▶ TASK TO COMPLETE
Only the lines from the one containing "need box >> white balloon" through the one containing "need box >> desk lamp" should be printed, exactly as they appear below, with both ends included.

<<<<

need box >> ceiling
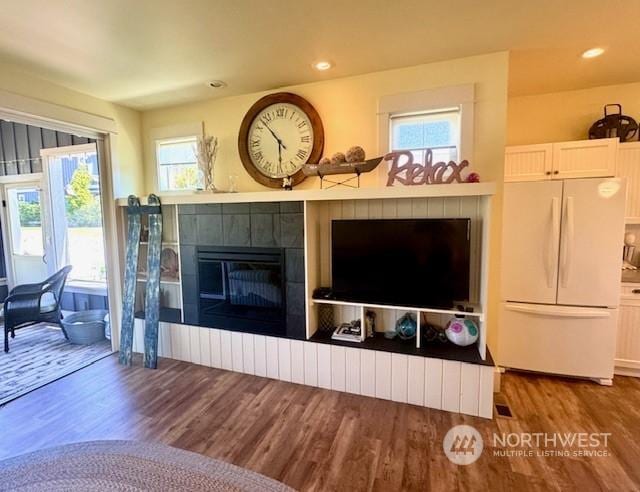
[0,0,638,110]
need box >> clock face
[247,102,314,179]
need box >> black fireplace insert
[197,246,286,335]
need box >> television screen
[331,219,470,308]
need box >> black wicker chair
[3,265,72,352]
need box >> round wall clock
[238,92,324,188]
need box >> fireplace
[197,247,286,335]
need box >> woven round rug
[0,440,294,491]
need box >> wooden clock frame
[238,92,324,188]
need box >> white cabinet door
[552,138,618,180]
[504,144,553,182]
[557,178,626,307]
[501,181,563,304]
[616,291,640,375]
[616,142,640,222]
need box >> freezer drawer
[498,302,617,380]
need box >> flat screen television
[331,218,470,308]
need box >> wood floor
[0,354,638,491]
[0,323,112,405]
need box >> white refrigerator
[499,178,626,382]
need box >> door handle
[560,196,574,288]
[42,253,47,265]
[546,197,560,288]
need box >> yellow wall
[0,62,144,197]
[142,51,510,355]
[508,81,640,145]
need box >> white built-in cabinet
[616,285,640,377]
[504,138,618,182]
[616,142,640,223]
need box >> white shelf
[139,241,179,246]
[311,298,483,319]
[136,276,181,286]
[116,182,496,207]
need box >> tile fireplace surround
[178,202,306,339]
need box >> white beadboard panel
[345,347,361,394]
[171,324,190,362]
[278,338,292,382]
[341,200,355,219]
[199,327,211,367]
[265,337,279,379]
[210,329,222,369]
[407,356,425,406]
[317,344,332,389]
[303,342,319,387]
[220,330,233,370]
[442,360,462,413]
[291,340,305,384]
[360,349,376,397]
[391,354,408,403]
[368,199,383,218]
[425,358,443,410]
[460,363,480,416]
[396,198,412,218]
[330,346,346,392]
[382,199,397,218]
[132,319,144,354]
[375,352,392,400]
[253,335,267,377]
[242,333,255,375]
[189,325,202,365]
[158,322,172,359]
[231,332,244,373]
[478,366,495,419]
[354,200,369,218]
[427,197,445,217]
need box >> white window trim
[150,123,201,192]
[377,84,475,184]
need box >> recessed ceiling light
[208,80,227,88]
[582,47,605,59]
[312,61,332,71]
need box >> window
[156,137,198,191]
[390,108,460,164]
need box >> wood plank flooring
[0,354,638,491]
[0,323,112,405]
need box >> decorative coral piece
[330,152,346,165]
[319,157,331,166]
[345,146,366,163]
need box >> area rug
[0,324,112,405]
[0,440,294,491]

>>>>
<<<<

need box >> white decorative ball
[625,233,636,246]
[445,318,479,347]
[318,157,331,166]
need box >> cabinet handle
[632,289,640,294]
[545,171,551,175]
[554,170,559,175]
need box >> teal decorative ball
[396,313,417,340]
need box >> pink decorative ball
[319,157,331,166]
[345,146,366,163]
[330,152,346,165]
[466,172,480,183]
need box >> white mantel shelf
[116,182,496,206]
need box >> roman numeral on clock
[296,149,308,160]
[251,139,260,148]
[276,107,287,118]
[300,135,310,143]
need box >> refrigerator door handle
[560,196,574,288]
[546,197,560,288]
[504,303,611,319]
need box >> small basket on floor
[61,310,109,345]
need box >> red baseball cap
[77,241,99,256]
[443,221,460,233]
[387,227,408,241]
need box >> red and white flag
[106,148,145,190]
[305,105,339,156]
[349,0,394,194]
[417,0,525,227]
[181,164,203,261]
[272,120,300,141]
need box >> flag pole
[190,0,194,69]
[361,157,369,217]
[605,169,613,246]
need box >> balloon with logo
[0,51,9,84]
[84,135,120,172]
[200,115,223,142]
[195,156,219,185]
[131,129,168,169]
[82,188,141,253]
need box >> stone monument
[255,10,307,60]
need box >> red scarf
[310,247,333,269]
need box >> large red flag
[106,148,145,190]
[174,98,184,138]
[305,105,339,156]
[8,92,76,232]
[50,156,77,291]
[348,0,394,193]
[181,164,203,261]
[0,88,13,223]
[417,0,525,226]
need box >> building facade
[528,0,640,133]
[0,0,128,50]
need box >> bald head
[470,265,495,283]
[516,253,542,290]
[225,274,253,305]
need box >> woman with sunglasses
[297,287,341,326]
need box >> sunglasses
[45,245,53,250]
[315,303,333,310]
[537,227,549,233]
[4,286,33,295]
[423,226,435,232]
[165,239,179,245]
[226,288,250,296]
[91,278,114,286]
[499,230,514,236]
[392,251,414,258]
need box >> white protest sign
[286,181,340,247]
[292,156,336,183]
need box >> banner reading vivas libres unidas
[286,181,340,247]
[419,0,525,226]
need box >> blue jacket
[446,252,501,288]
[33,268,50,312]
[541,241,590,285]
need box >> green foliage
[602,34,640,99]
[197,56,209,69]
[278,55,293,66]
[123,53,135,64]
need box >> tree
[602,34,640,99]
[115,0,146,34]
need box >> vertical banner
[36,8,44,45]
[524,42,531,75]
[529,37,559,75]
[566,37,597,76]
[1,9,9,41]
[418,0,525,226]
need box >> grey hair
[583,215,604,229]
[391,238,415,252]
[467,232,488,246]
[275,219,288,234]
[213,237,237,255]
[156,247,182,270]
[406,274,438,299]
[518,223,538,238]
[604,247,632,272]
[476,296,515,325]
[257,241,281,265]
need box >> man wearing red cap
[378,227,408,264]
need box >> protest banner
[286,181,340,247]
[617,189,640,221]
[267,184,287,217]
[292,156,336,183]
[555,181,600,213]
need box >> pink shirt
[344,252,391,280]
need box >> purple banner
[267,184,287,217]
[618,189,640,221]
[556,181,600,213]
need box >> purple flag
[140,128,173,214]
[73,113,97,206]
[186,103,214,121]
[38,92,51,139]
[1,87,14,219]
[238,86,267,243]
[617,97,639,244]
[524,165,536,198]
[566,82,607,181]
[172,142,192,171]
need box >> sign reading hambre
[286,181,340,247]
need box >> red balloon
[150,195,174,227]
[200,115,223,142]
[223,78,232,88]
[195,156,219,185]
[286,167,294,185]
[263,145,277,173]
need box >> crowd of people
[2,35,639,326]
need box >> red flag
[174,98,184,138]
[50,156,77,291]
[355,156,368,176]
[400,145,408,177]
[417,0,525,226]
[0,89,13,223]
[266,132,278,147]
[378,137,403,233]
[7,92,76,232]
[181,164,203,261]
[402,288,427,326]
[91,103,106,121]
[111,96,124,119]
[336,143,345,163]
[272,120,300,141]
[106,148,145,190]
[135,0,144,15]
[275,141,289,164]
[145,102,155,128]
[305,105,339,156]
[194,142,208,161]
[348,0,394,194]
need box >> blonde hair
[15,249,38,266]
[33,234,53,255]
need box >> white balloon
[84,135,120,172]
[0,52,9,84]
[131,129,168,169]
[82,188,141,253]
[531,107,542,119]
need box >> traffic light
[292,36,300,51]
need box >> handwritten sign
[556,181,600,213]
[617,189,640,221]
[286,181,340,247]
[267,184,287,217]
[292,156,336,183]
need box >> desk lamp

>>>>

▶ EXERCISE RESULT
need box >> white balloon
[84,135,120,172]
[0,52,9,84]
[131,129,168,169]
[82,188,141,253]
[531,107,542,119]
need box >> traffic light
[292,36,300,51]
need box >> handwritten sign
[556,181,600,213]
[617,189,640,221]
[286,181,340,247]
[267,184,287,217]
[292,156,336,183]
need box >> desk lamp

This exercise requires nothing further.